__Brief__
Count the lines in the records below that contain the string "wooden", treating uppercase and lowercase as different. Give only the number.

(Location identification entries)
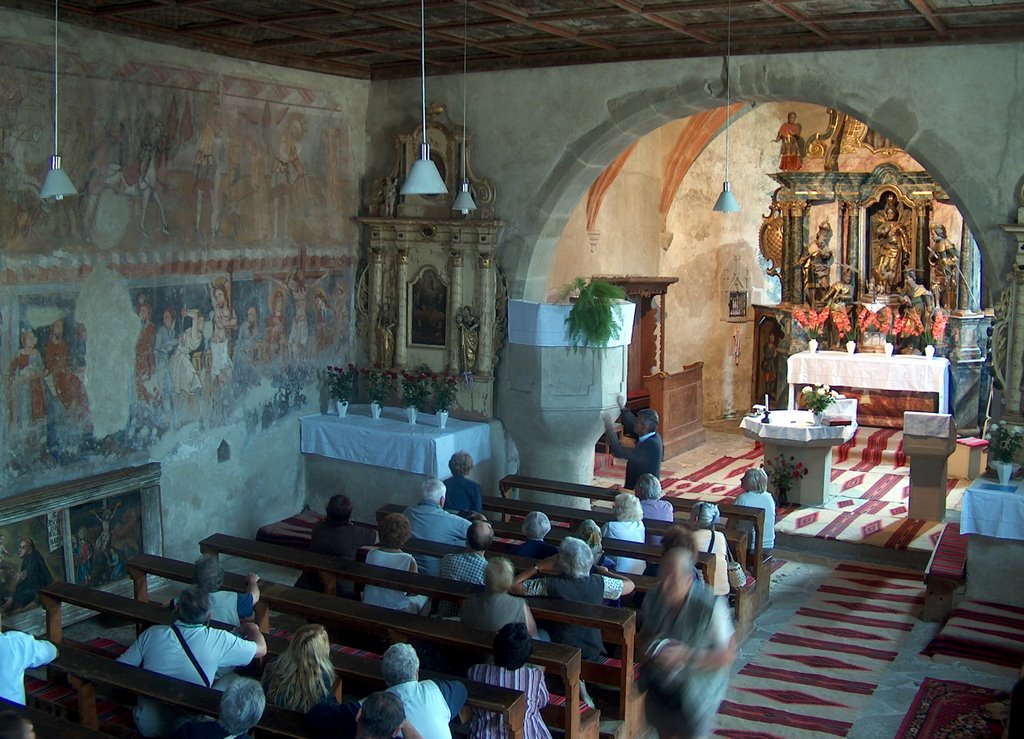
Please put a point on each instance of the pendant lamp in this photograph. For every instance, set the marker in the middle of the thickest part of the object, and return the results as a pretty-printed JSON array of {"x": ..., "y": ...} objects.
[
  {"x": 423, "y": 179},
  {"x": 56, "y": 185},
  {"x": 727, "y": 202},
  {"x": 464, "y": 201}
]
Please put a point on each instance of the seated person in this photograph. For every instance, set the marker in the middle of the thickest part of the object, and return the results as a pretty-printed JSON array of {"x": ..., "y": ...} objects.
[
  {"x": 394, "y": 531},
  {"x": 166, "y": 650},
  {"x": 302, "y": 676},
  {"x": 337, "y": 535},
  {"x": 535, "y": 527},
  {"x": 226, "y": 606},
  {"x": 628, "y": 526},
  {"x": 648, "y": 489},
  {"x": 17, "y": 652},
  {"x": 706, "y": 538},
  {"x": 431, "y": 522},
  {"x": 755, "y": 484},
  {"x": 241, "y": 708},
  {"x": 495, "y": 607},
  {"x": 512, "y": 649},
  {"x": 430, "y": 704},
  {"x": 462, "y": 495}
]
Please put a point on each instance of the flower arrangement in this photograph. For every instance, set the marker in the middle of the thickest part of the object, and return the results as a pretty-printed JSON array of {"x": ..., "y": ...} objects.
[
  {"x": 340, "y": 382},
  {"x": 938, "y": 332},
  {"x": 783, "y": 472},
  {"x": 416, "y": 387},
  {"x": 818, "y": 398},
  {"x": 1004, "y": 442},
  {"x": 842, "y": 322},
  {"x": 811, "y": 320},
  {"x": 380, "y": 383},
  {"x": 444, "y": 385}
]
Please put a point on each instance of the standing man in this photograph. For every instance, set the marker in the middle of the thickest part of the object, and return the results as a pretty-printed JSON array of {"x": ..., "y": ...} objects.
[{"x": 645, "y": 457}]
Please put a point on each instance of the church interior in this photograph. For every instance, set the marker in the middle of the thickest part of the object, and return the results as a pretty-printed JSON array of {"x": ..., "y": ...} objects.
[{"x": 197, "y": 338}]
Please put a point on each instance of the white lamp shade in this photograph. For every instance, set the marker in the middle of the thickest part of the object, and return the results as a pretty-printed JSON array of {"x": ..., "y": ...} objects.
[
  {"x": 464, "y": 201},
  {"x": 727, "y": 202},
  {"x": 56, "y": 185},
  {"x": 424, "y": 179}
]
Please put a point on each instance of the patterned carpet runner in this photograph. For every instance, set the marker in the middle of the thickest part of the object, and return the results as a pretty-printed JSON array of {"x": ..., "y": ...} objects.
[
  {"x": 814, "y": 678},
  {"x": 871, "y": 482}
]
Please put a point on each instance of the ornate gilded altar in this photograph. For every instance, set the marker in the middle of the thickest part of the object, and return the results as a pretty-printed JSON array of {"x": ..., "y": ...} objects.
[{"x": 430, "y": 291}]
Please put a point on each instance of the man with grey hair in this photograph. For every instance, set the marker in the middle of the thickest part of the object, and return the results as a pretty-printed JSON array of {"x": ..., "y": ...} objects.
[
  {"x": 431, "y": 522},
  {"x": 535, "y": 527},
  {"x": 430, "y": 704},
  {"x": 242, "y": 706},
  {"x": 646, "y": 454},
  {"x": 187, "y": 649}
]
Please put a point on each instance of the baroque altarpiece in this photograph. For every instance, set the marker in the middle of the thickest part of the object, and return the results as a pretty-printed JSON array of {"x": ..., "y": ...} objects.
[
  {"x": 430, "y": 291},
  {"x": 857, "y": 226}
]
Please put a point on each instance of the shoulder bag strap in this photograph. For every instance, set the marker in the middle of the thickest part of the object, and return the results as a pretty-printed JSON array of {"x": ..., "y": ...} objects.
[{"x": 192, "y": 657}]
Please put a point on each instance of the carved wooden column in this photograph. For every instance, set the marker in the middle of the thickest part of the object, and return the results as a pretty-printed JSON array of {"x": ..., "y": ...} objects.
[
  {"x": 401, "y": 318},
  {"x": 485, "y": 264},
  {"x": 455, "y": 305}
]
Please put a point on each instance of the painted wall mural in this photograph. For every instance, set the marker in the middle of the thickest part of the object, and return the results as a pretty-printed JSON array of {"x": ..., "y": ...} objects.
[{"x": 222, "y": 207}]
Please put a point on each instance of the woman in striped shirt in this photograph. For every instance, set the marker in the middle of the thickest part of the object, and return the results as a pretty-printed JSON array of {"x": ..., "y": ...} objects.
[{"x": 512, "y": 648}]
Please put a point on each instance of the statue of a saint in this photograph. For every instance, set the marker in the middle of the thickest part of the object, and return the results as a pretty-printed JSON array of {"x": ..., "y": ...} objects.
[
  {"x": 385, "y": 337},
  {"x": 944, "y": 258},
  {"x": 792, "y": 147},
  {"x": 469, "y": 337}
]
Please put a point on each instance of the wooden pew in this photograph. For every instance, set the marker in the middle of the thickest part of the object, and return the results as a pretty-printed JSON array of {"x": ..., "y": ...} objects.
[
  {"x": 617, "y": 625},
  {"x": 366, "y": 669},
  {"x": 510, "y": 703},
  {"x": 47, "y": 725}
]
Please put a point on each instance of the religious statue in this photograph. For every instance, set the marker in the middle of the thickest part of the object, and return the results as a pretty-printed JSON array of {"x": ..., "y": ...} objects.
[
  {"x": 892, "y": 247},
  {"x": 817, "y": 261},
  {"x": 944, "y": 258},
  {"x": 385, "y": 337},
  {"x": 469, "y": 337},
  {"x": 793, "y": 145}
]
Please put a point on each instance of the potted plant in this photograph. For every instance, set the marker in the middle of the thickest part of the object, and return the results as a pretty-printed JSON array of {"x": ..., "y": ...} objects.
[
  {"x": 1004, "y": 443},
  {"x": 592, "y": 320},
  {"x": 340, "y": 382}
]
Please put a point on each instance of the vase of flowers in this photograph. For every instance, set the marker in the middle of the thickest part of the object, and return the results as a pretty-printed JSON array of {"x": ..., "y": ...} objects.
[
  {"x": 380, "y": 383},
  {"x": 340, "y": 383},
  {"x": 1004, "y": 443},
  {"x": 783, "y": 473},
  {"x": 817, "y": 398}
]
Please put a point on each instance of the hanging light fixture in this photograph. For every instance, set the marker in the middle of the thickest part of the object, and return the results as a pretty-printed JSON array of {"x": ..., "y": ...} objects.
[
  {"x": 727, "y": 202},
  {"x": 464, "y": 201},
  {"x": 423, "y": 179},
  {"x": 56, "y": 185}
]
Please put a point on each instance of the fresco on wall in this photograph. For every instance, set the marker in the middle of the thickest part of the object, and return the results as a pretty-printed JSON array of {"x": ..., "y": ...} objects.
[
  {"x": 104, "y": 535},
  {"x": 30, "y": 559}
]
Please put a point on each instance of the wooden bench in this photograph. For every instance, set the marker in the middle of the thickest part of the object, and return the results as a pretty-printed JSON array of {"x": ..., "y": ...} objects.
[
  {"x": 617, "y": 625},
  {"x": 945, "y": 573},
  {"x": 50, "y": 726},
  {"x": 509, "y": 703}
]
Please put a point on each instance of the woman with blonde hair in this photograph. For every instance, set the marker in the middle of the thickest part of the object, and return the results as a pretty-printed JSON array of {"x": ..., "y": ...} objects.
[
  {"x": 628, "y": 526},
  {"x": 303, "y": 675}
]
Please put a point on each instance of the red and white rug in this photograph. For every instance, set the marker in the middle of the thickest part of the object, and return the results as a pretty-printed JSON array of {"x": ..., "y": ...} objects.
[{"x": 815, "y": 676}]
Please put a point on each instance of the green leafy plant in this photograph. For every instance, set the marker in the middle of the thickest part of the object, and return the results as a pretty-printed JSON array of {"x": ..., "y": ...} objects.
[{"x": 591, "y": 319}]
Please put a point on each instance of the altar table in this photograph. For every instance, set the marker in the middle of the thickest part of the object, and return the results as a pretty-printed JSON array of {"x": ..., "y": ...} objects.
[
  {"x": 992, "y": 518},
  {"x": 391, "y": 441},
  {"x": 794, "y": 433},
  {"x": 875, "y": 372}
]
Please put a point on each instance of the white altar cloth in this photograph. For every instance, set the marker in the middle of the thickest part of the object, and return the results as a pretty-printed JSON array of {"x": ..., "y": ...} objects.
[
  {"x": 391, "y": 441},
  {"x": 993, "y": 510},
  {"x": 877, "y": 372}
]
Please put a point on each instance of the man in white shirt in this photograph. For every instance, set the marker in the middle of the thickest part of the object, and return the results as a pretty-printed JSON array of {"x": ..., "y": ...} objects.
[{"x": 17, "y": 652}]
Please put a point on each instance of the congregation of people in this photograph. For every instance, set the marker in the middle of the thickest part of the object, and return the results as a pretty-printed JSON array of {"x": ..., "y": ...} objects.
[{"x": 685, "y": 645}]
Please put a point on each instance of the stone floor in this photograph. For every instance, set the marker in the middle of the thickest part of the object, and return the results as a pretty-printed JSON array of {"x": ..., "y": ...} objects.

==

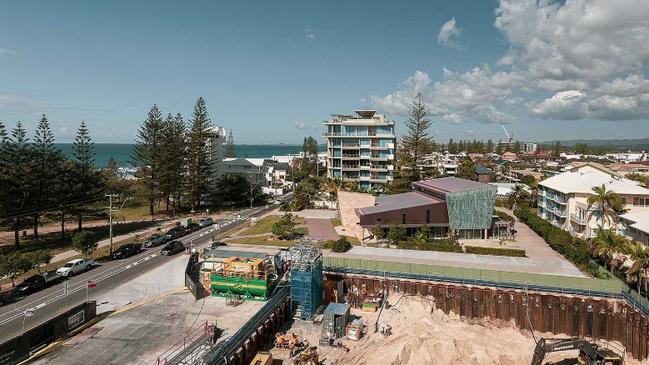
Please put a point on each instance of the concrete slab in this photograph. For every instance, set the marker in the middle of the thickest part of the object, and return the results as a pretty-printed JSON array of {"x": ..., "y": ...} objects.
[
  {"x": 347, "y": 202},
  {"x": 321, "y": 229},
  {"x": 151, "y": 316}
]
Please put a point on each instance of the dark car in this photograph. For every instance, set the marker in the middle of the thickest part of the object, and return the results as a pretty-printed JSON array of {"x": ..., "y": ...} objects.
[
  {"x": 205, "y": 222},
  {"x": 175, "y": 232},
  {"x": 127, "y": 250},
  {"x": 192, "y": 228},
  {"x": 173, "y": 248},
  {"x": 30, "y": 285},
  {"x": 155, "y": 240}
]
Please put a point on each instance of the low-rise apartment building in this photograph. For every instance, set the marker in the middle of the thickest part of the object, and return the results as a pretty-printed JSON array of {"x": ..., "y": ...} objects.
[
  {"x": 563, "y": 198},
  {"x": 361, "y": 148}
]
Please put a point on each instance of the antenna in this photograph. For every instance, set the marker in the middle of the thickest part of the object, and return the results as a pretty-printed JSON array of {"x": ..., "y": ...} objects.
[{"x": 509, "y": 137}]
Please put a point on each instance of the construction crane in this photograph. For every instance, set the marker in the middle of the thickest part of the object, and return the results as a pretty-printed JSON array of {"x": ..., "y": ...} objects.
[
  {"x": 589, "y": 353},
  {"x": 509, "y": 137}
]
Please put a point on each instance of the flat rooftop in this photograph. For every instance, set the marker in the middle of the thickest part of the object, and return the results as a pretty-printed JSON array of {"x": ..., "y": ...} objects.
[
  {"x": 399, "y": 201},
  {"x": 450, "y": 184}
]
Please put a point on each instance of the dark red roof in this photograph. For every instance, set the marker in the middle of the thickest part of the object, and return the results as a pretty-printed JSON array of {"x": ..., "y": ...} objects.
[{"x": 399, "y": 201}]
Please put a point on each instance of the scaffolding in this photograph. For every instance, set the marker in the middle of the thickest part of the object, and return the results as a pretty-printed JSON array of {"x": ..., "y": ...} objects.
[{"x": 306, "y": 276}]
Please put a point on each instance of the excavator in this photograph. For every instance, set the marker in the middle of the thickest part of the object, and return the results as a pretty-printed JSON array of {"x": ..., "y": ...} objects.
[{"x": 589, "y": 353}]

__Exercise response__
3